▶ LIST OF TASKS
(1) Swap "bubbles" for "air bubbles" in the Park City account, starting at "Our ski-jump viewing" and ending at "each, for seniors.".
(2) Name every event the Olympic park hosted, as listed in the Park City account.
(3) Answer these questions from the Park City account.
(a) Which restaurant was closed for repairs?
(b) For which Winter Olympic games was the facility built?
(c) What job does the shuttle driver now hold?

Zoom is restaurant is associated with Robert Redford. We hoped to eat here (just to say we did) but to our surprise, found Zoom closed for repairs... indefinitely. 
We stopped in for libation at the No Name Saloon & Grill in downtown Park City.
Left to right is Ernie, Wayne, me, Pam, Joyce and Chuckles.
As often happens, Pam and Ernie ran into someone from their hometown. 

Pam and Ernie have visited Park City in years past. Charlie too -- on a business trip. They knew about the Olympic Park training facility here. They said watching summer ski jump practice might be a fun, once-in-a-lifetime experience.

So we made a date and watched the strange sight of snow skiers flying down the high slopes into a swimming pool. Frankly, I don't know what keeps them from killing themselves, but they didn't and the practice was a memorable thing for me.

Hard to see but there is a skier on the slope between my right elbow and shoulder.
Despite our best efforts, getting the "perfect" photo was near impossible.  

View from alongside one of the lower slopes.
Our ski-jump viewing area was the middle patio of the building in the picture.

Air injectors are turned on just before the skiers hit the water.
The bubbles are turned off between skiers.

Here you can see the bubbles in the pool as the skier hits the water.

This facility was built for the 2002 Winter Olympic games and now offers a variety of tours and visitor activities.  The park hosted bobsled, skeleton, luge, Nordic ski jump and Nordic combined events.

Today the venue is an active Official U.S. Olympic Training site providing a facilities for Olympic and development level athletes.  A very reasonably price shuttle tour of the property was next on our agenda. I think it was $5 or $10 each, for seniors.

Our shuttle driver was a former competitor who works here while he awaits his next gig. Too old to compete now, he is a sports announcer who has worked most Winter Olympics since 2002.  I forgot his name but he told me he expects to be called any moment for the next job.

▶ DATA SUPPLIED

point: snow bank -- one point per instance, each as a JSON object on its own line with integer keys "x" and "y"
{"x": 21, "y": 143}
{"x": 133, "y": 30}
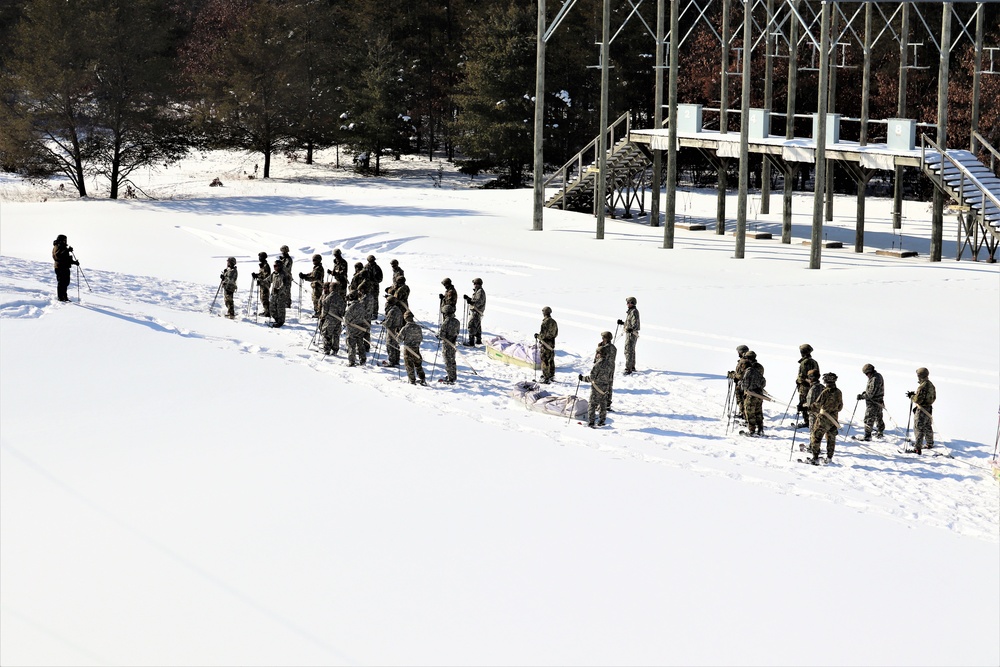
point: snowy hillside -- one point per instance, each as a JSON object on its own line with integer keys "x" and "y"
{"x": 179, "y": 488}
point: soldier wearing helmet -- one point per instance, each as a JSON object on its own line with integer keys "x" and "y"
{"x": 477, "y": 306}
{"x": 826, "y": 412}
{"x": 806, "y": 364}
{"x": 315, "y": 277}
{"x": 922, "y": 405}
{"x": 228, "y": 277}
{"x": 448, "y": 335}
{"x": 874, "y": 398}
{"x": 546, "y": 338}
{"x": 753, "y": 384}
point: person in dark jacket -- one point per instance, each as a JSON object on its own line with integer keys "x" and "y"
{"x": 62, "y": 257}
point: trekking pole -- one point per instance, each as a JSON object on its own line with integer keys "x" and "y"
{"x": 851, "y": 423}
{"x": 212, "y": 307}
{"x": 79, "y": 272}
{"x": 572, "y": 410}
{"x": 788, "y": 407}
{"x": 434, "y": 365}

▶ RESULTS OF THE TASKS
(1)
Our ski-jump viewing area was the middle patio of the building in the picture.

Air injectors are turned on just before the skiers hit the water.
The air bubbles are turned off between skiers.

Here you can see the air bubbles in the pool as the skier hits the water.

This facility was built for the 2002 Winter Olympic games and now offers a variety of tours and visitor activities.  The park hosted bobsled, skeleton, luge, Nordic ski jump and Nordic combined events.

Today the venue is an active Official U.S. Olympic Training site providing a facilities for Olympic and development level athletes.  A very reasonably price shuttle tour of the property was next on our agenda. I think it was $5 or $10 each, for seniors.

(2) Bobsled, skeleton, luge, Nordic ski jump, Nordic combined

(3)
(a) Zoom
(b) The 2002 Winter Olympic games
(c) Sports announcer